EXTRACTED RECORDS:
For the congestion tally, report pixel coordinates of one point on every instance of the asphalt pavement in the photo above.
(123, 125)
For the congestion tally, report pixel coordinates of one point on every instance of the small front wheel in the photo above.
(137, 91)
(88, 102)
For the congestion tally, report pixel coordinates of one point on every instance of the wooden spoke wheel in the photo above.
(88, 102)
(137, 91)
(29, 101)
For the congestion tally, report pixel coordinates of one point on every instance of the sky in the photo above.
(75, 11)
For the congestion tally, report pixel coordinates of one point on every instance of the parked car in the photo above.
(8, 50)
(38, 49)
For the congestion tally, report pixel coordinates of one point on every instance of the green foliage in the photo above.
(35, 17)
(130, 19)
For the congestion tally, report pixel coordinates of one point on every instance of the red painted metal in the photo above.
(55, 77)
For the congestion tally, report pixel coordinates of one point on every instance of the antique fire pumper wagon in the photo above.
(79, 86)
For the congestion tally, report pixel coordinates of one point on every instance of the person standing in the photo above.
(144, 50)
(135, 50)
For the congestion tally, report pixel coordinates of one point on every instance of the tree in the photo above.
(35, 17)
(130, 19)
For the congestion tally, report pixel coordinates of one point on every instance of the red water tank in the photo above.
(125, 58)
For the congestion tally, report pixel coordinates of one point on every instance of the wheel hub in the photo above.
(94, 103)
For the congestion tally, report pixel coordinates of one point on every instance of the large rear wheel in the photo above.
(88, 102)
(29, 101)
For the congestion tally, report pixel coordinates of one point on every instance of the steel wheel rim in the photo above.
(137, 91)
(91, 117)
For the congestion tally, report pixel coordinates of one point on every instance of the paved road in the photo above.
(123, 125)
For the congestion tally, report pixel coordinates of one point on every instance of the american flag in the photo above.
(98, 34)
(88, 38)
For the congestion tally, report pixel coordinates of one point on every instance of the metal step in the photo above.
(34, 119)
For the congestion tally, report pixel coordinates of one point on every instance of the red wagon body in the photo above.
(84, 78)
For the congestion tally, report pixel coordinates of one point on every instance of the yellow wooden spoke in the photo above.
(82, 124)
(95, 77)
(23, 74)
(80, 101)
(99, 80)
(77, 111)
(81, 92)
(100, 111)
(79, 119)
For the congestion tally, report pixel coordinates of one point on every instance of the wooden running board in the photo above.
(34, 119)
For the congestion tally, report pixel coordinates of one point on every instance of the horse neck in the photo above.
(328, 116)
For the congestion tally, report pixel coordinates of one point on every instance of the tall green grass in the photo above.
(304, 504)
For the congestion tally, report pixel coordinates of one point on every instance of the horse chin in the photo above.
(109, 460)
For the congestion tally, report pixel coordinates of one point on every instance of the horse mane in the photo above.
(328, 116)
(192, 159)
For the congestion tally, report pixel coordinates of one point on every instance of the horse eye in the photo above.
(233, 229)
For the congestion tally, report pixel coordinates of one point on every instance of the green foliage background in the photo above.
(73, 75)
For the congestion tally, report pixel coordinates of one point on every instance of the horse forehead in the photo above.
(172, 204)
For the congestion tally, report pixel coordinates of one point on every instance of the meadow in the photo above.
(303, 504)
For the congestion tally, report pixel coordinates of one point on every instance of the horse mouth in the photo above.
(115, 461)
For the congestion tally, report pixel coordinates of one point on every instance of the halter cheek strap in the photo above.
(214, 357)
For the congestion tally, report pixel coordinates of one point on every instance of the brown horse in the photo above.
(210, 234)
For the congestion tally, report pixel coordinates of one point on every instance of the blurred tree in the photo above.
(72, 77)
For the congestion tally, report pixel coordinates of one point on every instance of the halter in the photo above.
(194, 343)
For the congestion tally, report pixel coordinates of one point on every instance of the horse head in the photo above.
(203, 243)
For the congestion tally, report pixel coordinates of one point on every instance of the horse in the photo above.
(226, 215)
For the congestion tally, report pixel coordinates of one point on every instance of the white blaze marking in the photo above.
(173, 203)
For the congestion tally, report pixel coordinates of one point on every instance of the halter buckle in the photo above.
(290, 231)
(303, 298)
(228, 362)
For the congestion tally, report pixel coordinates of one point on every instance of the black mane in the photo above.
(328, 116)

STATED TASK: Retype the listing. Match it exactly.

EXPECTED OUTPUT:
For the congestion tally, report pixel coordinates of one point on every instance of the asphalt pavement in the photo above.
(123, 125)
For the congestion tally, report pixel coordinates of one point on every instance of the small front wheel in the photo above.
(137, 91)
(88, 102)
For the congestion tally, report pixel coordinates of one point on every instance of the wooden spoke wheel in the photo above.
(88, 102)
(137, 91)
(29, 101)
For the congestion tally, report pixel coordinates of one point on every instance of the sky in the photo above.
(75, 11)
For the congestion tally, report pixel coordinates of one point on every instance of the parked car in the photo above.
(8, 50)
(38, 49)
For the congestion tally, report pixel coordinates of one point on every instance of the green foliage in the photo above.
(35, 17)
(130, 19)
For the congestion tally, report pixel coordinates of one point on every instance of the red painted metal in the photo above.
(55, 77)
For the congestion tally, report pixel coordinates of one point on every instance of the antique fire pumper wagon in the photo above.
(79, 86)
For the congestion tally, report pixel coordinates of one point on every instance of the person standing in the photo above.
(144, 50)
(135, 50)
For the congestion tally, report pixel coordinates of one point on every instance of the tree in the photo above.
(35, 17)
(130, 19)
For the congestion tally, report pixel coordinates of one point on every instance of the red water tank in the photo above.
(125, 58)
For the congestion tally, report pixel coordinates of one point on every instance of the wheel hub in the photo above.
(94, 103)
For the congestion tally, report pixel coordinates of one point on every instance of the large rear wheel in the photo above.
(88, 102)
(29, 101)
For the congestion tally, report pixel coordinates of one point on every instance of the steel wheel rim in the photo above.
(137, 91)
(91, 117)
For the congestion tally, report pixel coordinates of one point on every instance of the paved road in the photo above.
(123, 125)
For the congestion tally, report pixel coordinates of one point on every instance of the american flag in the photo above.
(98, 34)
(88, 38)
For the congestion tally, report pixel coordinates of one point on every instance of the metal step in the photo above.
(34, 119)
For the congestion tally, report pixel coordinates of one point on every instance of the red wagon body in the photo above.
(84, 78)
For the congestion tally, report pixel coordinates of one point on every instance of the yellow wooden spoke in the photo above.
(82, 124)
(95, 77)
(23, 74)
(80, 101)
(99, 80)
(77, 111)
(81, 92)
(100, 111)
(79, 119)
For the congestion tally, report pixel coordinates of one point on every instance of the wooden running board in the photo above.
(34, 119)
For the congestion tally, report pixel coordinates of one point on every instance of the horse neck in the photo above.
(328, 116)
For the congestion tally, report pixel coordinates of one point on every instance of the tall green grass in the photo above.
(304, 504)
For the congestion tally, report pixel coordinates of one point on every instance of the horse chin in the photo above.
(109, 460)
For the congestion tally, report pixel coordinates of one point on every instance of the horse mane in the photo above.
(328, 116)
(192, 159)
For the congestion tally, report pixel coordinates of one point on every instance of the horse eye in the photo above.
(233, 229)
For the congestion tally, report pixel coordinates of one point on every instance of the green foliage background in the photo above.
(73, 75)
For the congestion tally, report pixel coordinates of one point on every instance of the horse forehead in the photo above.
(172, 204)
For the congestion tally, report pixel coordinates of one point on every instance of the meadow in the photo above.
(303, 504)
For the congestion tally, report pixel coordinates of one point on every instance of the horse mouth in the photo above.
(115, 461)
For the congestion tally, report pixel coordinates of one point on every instance of the halter cheek strap in the photo above.
(214, 357)
For the congestion tally, report pixel coordinates of one point on every instance of the brown horse in the photo above.
(210, 234)
For the congestion tally, report pixel coordinates of one point on every instance of the blurred tree in the photo above.
(72, 77)
For the congestion tally, report pixel coordinates of one point on every instance of the halter in the photo above.
(194, 343)
For the congestion tally, report pixel coordinates of one point on every instance of the horse head in the photo above.
(203, 243)
For the congestion tally, report pixel coordinates of one point on every instance of the horse in the photo above.
(226, 215)
For the congestion tally, report pixel coordinates of one point on every instance of the white blaze marking in the photo above.
(173, 203)
For the congestion tally, report pixel coordinates of one point on every instance of the halter buckle in the photo above.
(290, 231)
(303, 298)
(228, 362)
For the congestion tally, report pixel coordinates of one point on every instance of the black mane in the photo above.
(328, 116)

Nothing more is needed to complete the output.